Dataset content:
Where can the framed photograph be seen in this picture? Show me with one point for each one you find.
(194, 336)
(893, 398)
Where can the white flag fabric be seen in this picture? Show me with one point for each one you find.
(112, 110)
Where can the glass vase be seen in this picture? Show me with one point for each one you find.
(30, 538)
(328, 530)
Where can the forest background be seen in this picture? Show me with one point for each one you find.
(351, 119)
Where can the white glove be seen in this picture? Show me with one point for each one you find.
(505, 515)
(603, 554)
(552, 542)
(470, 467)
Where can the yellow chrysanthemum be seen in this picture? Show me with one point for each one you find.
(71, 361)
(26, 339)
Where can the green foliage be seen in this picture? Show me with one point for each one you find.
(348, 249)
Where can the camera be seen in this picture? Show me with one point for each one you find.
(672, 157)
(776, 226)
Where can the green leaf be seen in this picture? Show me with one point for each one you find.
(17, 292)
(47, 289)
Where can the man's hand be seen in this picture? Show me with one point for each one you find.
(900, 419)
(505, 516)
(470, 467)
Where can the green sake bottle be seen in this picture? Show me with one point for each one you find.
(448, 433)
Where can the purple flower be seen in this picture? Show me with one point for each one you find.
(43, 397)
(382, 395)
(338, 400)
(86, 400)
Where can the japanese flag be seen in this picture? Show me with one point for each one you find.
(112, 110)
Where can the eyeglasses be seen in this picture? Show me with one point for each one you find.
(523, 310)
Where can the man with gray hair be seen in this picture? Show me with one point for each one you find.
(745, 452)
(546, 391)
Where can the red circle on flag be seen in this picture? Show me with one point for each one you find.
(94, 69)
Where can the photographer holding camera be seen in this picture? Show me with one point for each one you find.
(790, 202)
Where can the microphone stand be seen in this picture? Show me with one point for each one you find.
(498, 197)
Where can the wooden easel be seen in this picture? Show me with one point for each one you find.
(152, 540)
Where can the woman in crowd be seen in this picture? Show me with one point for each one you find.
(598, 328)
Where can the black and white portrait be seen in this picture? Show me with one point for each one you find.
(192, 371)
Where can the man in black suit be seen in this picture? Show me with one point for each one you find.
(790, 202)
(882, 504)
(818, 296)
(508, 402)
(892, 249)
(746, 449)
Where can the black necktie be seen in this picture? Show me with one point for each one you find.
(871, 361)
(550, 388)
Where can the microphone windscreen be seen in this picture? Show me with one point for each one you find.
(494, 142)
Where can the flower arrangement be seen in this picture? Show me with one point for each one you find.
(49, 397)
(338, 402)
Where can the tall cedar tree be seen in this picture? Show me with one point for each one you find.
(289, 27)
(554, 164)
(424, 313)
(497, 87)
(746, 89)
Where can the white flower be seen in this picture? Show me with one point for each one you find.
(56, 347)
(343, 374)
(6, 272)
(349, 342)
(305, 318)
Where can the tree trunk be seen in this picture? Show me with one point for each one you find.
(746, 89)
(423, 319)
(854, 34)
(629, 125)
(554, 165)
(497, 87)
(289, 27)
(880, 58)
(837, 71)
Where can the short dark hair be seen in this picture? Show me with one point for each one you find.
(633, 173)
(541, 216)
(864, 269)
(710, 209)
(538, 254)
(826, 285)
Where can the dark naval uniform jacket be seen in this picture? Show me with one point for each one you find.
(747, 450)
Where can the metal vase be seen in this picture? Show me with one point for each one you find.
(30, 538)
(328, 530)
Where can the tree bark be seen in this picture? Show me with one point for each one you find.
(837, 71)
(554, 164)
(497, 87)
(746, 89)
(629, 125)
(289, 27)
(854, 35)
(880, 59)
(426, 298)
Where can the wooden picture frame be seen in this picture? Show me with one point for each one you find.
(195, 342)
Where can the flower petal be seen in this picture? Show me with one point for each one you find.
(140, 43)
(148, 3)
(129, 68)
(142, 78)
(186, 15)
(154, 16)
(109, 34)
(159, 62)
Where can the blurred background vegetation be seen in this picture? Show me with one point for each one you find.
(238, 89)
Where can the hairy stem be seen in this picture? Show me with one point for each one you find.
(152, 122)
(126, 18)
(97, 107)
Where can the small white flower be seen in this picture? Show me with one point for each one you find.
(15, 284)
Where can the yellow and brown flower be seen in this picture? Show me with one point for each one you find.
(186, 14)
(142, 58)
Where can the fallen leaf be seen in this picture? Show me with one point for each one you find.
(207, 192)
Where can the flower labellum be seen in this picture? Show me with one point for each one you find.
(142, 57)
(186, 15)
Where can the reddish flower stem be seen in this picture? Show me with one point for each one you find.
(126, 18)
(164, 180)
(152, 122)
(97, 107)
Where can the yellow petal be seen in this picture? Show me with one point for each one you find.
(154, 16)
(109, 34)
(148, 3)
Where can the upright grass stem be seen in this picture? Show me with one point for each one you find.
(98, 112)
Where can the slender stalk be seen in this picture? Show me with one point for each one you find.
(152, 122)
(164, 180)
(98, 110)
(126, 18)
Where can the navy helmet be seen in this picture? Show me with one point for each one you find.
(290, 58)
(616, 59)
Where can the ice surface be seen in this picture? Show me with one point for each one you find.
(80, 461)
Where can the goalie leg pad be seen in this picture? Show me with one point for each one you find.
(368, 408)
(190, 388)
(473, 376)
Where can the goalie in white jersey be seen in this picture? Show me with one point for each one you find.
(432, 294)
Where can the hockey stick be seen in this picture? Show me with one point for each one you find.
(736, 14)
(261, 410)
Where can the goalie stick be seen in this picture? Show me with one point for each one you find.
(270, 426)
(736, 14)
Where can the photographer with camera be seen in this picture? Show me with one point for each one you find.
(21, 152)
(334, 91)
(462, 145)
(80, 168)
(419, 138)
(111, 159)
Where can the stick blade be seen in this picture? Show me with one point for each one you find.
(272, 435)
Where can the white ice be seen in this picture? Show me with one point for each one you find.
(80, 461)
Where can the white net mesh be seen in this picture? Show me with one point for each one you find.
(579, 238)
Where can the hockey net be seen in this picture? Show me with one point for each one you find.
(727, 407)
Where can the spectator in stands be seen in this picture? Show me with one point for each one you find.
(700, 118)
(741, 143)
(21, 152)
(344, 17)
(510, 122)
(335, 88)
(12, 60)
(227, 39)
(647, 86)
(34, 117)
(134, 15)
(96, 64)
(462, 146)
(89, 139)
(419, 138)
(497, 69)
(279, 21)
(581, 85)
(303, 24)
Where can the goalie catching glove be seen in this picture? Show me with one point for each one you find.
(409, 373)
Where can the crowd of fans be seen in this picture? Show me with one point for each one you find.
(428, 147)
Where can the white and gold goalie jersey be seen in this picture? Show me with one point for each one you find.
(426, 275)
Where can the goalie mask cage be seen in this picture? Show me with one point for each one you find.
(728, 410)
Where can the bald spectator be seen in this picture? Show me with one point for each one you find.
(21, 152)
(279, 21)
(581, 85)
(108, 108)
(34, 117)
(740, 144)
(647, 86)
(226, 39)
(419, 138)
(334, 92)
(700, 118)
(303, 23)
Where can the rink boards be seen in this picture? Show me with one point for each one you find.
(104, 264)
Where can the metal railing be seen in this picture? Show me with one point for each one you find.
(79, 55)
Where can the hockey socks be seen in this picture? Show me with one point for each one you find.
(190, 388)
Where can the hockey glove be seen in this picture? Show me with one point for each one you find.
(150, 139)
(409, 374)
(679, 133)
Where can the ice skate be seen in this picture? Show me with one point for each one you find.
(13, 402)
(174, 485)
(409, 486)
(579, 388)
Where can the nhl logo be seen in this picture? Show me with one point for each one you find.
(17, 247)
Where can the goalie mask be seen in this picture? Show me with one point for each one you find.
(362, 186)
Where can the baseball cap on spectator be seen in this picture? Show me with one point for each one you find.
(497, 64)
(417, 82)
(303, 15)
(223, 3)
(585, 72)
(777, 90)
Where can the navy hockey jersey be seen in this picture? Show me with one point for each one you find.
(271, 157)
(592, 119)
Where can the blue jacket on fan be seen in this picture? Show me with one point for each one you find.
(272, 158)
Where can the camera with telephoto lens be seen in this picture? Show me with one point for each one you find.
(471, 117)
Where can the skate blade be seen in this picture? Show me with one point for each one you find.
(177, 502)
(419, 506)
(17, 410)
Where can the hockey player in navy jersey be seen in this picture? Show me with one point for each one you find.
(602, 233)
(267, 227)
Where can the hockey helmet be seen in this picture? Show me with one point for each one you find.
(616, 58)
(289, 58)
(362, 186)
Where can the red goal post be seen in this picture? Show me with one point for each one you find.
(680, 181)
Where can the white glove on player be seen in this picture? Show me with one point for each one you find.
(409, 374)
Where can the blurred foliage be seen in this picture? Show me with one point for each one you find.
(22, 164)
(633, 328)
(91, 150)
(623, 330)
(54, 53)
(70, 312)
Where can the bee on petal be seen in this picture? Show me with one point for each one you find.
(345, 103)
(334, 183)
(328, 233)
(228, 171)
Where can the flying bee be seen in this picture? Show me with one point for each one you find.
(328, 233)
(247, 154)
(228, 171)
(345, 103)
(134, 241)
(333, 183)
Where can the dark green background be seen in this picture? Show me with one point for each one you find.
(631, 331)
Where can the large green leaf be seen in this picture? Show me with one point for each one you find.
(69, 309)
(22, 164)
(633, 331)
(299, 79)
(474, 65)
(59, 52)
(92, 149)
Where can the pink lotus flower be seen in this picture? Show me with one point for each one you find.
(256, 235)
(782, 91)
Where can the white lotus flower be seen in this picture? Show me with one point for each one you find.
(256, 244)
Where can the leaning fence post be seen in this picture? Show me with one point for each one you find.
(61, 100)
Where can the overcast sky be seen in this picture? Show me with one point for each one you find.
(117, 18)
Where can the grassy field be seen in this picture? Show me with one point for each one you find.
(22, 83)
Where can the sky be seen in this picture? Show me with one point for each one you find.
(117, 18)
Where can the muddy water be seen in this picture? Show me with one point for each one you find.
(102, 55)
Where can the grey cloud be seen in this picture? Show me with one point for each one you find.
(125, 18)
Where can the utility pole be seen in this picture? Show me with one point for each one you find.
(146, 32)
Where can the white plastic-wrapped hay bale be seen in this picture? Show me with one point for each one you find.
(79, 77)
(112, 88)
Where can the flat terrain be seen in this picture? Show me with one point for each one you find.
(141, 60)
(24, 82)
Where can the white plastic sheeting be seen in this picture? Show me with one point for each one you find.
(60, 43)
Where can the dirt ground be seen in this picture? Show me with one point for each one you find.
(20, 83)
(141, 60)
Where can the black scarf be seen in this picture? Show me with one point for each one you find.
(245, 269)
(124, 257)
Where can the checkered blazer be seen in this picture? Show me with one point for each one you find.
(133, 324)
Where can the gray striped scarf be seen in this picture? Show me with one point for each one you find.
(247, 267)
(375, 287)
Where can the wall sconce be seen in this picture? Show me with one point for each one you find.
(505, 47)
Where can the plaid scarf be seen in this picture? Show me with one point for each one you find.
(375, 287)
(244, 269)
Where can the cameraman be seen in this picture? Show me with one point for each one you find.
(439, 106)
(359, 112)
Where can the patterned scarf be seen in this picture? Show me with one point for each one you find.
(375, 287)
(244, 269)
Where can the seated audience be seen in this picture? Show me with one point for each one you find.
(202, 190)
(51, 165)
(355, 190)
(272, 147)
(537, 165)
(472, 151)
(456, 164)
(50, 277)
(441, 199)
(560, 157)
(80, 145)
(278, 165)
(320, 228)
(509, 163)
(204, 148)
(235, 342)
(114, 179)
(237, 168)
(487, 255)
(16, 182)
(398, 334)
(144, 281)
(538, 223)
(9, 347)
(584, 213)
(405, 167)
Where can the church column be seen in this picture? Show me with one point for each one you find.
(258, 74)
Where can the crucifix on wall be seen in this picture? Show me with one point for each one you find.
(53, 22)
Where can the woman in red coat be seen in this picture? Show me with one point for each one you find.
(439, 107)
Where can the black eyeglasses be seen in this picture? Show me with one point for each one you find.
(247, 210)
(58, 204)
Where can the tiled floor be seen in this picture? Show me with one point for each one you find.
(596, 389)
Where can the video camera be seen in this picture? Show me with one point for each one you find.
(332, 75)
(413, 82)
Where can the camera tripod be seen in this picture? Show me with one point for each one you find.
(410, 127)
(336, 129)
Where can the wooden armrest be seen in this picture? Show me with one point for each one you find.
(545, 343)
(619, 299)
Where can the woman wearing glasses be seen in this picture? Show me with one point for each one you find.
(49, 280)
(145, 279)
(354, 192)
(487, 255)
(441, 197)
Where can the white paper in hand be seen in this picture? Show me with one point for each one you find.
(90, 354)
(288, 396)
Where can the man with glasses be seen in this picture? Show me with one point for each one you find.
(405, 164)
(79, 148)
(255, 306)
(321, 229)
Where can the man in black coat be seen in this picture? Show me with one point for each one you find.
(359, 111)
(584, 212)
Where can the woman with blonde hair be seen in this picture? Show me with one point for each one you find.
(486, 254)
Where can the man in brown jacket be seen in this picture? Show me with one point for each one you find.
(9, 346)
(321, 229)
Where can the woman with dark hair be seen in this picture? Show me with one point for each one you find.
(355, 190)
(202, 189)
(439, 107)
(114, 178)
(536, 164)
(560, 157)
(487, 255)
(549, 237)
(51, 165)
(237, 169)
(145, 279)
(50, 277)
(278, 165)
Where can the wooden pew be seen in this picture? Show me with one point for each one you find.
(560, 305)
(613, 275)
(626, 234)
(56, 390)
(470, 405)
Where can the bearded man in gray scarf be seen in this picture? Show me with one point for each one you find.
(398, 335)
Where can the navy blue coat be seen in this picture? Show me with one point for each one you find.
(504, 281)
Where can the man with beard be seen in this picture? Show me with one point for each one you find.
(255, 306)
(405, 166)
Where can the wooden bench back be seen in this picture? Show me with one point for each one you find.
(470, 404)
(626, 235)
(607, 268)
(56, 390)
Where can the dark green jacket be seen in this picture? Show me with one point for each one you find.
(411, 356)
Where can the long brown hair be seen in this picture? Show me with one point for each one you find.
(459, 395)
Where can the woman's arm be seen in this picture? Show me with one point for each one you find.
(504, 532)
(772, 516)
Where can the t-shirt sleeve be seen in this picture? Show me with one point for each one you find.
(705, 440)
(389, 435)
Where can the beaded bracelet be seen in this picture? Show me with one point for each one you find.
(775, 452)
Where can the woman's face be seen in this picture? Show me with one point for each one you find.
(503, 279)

Goal:
From the line containing "Where can the dark green jacket" through the final line of the listing above, retype every line exactly; leave out everything else.

Output for this task:
Where can the dark green jacket be seen in this picture? Show me with one point for each one you find.
(411, 356)
Where can the long brown hair be seen in this picture? Show me with one point for each one you find.
(459, 395)
Where can the woman's arm be seen in this picture? Show me with one point for each one you find.
(504, 532)
(772, 516)
Where can the t-shirt sleeve be seen in this picture? Show me with one point for each one you find.
(705, 440)
(389, 435)
Where can the beaded bracelet be seen in this picture? Show me with one point for each one you find.
(775, 452)
Where can the woman's face be seen in this picture? Show me with one point for each one you find.
(503, 279)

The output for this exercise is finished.